What to work on
Give back exactly the lines of the entries below from the line with "point(532, 882)" to the line with "point(548, 866)", inclusive, and only those.

Exercise material
=== Begin Enclosure ===
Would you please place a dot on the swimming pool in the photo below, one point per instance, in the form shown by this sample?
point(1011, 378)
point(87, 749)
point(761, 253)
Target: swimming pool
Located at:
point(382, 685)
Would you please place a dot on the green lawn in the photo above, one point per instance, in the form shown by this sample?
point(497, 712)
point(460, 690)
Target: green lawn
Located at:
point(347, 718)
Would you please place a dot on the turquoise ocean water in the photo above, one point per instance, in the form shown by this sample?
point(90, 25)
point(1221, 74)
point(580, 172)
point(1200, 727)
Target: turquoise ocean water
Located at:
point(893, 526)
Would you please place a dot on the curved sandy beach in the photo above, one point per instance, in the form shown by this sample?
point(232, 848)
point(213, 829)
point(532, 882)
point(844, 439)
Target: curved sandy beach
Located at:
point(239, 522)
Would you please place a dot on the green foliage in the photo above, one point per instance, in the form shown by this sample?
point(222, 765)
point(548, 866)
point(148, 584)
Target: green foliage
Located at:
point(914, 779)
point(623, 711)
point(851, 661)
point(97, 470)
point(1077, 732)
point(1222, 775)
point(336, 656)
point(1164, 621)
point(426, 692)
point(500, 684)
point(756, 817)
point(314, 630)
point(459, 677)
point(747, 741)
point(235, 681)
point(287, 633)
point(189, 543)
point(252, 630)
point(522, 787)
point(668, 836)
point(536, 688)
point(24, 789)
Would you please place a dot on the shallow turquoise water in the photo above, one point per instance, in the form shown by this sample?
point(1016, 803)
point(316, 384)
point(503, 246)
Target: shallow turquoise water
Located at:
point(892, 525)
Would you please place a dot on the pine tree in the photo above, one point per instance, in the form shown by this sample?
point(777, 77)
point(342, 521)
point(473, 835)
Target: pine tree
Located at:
=== End Enclosure ===
Answer to this exercise
point(532, 882)
point(844, 439)
Target: curved sandy beach
Located at:
point(239, 522)
Would you please place a dot on the green foliage in the photo above, one point per instance, in the form shown by this sample?
point(222, 765)
point(548, 866)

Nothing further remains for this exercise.